* **Source document**
Design and construction
- Architect: Louis Hourlier

= Hôtel de Ville, Cannes =

Town hall in Cannes, France

The Hôtel de Ville (/fr/, City Hall) is a municipal building in Cannes, Alpes-Maritimes, southern France, standing on Allées de la Liberté. It has been included on the Inventaire général des monuments by the French Ministry of Culture since 1983.

==History==
The first town hall in Cannes was close to Saint Anne Chapel in the Le Suquet district of the town. The council relocated to the Bâtiment de la Boucherie (Butcher's Building) close to the L'école des Beaux-Arts (School of Fine Art) in 1515. Following the French Revolution, the council rented offices from Compte Pierre Joseph Rostan d'Ancezune and others, remaining there for nearly a century. In the mid-19th century, the council decided to commission a dedicated town hall. The site they selected was at the western end of the Allées de la Liberté, close to the sea front.

Construction of the new building started in 1874. The building was designed by Louis Hourlier in the neoclassical style, built in ashlar stone and was completed in 1876. The design involved a symmetrical main frontage of 13 bays facing onto the Allées de la Liberté. The central bay featured a round headed opening flanked by two pairs of Doric order columns supporting a cornice and a balcony. There was a French door with a moulded surround and a triangular pediment, flanked by Ionic order columns supporting a modillioned cornice, on the first floor, and there was a Diocletian window, flanked by two pairs of caryatids supporting a modillion cornice, on the second floor. The central bay was surmounted by a clock, which was surrounded by ornate carvings and topped by a heraldic shield and a crown. The other bays were fenestrated by casement windows on all floors, the windows on the second floor being round headed. The bays were flanked by Doric order pilasters spanning the ground and mezzanine floors, ionic order columns on the first floor and caryatids on the second floor.

* **Data**
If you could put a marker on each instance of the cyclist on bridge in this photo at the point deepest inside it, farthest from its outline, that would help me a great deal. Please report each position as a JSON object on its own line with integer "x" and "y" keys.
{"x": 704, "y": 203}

* **Questions to answer**
1) Please copy the passage on the Cannes town hall word for word, starting at "Design and construction" and ending at "Culture since 1983.".
2) Answer these questions from the text on the Cannes town hall:
(a) Since what year has the building been on the Inventaire général des monuments?
(b) In what year did the council move to the Bâtiment de la Boucherie?
(c) In what year did construction of the new building start?

* **Outputs by task**
1)
Design and construction
- Architect: Louis Hourlier

= Hôtel de Ville, Cannes =

Town hall in Cannes, France

The Hôtel de Ville (/fr/, City Hall) is a municipal building in Cannes, Alpes-Maritimes, southern France, standing on Allées de la Liberté. It has been included on the Inventaire général des monuments by the French Ministry of Culture since 1983.

2)
(a) 1983
(b) 1515
(c) 1874